- _Kurze Aufgabe_
Aktualisieren Sie die Zeilen des Materials vom Anfang bis einschließlich der Zeile mit „142L256 141L256 95L226“: Geben Sie sie erneut wieder und ersetzen Sie dabei „Report“ durch „Result“, während alles andere unverändert bleibt.

○ ○ ○

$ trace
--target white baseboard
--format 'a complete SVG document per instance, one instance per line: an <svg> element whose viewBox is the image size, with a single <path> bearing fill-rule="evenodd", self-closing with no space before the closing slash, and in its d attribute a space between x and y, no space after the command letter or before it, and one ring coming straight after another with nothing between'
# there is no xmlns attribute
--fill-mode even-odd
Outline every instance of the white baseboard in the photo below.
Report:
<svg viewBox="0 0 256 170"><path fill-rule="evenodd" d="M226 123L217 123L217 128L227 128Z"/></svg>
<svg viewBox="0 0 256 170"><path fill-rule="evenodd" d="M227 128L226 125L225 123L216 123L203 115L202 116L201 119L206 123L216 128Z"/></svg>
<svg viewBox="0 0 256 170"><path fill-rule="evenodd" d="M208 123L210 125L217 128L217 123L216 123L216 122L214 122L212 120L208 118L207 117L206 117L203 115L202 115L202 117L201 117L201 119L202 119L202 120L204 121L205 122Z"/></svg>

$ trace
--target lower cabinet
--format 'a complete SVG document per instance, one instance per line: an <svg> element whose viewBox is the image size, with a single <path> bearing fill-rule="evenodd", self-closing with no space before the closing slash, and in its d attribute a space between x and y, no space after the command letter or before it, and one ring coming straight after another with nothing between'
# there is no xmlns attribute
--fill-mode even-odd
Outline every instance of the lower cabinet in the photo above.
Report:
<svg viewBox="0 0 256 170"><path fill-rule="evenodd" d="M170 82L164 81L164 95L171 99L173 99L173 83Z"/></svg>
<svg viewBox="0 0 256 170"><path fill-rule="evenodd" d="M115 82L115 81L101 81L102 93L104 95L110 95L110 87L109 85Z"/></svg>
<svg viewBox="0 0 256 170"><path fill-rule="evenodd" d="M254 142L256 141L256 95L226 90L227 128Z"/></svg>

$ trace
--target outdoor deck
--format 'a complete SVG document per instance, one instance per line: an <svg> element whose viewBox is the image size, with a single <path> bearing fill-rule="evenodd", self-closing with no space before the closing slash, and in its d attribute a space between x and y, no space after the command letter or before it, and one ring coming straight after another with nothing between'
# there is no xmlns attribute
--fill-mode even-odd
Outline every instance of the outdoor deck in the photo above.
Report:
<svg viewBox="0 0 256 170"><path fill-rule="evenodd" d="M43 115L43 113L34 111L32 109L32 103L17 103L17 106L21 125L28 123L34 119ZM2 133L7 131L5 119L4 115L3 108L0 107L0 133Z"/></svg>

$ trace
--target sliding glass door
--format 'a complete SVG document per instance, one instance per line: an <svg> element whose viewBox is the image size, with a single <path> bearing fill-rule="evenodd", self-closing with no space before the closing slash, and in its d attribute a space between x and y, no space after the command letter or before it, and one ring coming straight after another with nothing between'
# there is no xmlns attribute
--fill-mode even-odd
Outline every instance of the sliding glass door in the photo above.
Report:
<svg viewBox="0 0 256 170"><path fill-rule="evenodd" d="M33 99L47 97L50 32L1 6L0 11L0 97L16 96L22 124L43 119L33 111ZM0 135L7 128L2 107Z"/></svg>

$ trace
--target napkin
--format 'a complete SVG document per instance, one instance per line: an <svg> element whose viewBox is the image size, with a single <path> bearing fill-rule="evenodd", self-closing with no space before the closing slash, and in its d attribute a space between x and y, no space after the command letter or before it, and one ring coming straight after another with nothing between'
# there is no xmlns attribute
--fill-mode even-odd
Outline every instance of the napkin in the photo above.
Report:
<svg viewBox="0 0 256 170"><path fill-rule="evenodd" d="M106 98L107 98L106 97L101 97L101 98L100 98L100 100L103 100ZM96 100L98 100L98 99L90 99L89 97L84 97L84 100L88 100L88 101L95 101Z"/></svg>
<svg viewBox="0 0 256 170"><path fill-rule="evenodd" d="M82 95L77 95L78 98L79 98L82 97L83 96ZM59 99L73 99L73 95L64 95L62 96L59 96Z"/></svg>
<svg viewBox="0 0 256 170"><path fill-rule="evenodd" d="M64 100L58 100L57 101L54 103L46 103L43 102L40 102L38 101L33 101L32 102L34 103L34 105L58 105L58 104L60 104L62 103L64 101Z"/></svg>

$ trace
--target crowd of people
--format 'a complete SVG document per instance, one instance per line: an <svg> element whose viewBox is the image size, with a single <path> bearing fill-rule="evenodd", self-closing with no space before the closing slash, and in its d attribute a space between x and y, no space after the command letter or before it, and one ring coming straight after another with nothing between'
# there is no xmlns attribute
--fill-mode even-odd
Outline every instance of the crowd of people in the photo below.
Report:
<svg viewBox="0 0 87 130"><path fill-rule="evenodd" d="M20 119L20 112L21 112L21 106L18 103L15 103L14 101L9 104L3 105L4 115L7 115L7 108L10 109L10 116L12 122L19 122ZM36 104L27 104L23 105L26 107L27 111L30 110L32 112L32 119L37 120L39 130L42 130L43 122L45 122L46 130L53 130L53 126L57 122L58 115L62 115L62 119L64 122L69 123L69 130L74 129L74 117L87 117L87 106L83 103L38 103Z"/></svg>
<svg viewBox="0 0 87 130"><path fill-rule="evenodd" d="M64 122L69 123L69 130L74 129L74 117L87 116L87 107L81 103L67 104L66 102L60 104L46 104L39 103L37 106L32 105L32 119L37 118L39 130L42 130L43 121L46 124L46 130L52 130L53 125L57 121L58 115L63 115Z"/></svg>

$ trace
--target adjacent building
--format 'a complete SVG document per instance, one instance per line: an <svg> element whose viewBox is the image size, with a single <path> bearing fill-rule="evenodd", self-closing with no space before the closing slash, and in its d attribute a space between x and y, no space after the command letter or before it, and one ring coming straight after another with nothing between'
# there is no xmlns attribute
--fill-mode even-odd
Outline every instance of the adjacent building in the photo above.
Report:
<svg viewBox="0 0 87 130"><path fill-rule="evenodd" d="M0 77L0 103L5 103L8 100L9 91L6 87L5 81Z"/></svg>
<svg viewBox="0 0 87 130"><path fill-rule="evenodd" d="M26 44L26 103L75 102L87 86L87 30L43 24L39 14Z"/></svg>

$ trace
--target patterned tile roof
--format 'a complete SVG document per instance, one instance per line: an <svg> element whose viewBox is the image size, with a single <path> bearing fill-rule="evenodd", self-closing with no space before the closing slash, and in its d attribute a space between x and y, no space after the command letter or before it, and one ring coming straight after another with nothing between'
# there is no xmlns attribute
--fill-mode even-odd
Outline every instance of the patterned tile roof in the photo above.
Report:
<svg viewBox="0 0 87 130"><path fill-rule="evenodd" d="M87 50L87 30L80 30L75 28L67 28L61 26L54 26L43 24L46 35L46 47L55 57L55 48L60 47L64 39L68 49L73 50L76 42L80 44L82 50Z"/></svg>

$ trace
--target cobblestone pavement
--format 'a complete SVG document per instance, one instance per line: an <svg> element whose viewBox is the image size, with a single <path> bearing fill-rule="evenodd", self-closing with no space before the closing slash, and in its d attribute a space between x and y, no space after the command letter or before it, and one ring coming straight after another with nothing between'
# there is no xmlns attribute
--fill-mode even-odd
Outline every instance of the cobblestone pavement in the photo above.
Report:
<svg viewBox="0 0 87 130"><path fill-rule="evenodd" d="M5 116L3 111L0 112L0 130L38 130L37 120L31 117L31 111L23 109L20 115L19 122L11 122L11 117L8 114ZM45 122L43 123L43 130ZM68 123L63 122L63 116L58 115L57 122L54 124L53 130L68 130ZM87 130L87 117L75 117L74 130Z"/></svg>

○ ○ ○

- _Lösung der Übung_
$ trace
--target white baseboard
--format 'a complete SVG document per instance, one instance per line: an <svg> element whose viewBox is the image size, with a single <path> bearing fill-rule="evenodd", self-closing with no space before the closing slash, and in its d attribute a space between x and y, no space after the command letter or before it, and one ring coming straight after another with nothing between'
# there is no xmlns attribute
--fill-mode even-odd
Outline every instance of the white baseboard in the photo below.
Result:
<svg viewBox="0 0 256 170"><path fill-rule="evenodd" d="M226 123L217 123L217 128L227 128Z"/></svg>
<svg viewBox="0 0 256 170"><path fill-rule="evenodd" d="M227 128L226 125L225 123L216 123L203 115L202 116L201 119L206 123L216 128Z"/></svg>
<svg viewBox="0 0 256 170"><path fill-rule="evenodd" d="M208 123L210 125L217 128L217 123L216 123L216 122L214 122L212 120L208 118L207 117L206 117L203 115L202 115L202 117L201 117L201 119L202 119L202 120L204 121L205 122Z"/></svg>

$ trace
--target lower cabinet
--format 'a complete SVG document per instance, one instance per line: an <svg> element whose viewBox is the image size, with a single <path> bearing fill-rule="evenodd", self-closing with no space before the closing slash, and in its d attribute a space between x and y, no space after the command letter or before it, and one ring coming straight after another with nothing between'
# there is no xmlns attribute
--fill-mode even-odd
Outline every instance of the lower cabinet in the photo above.
Result:
<svg viewBox="0 0 256 170"><path fill-rule="evenodd" d="M170 82L164 81L164 95L171 99L173 99L173 83Z"/></svg>
<svg viewBox="0 0 256 170"><path fill-rule="evenodd" d="M115 82L115 81L101 81L102 93L104 95L110 95L110 87L109 85Z"/></svg>
<svg viewBox="0 0 256 170"><path fill-rule="evenodd" d="M254 142L256 141L256 95L226 90L227 128Z"/></svg>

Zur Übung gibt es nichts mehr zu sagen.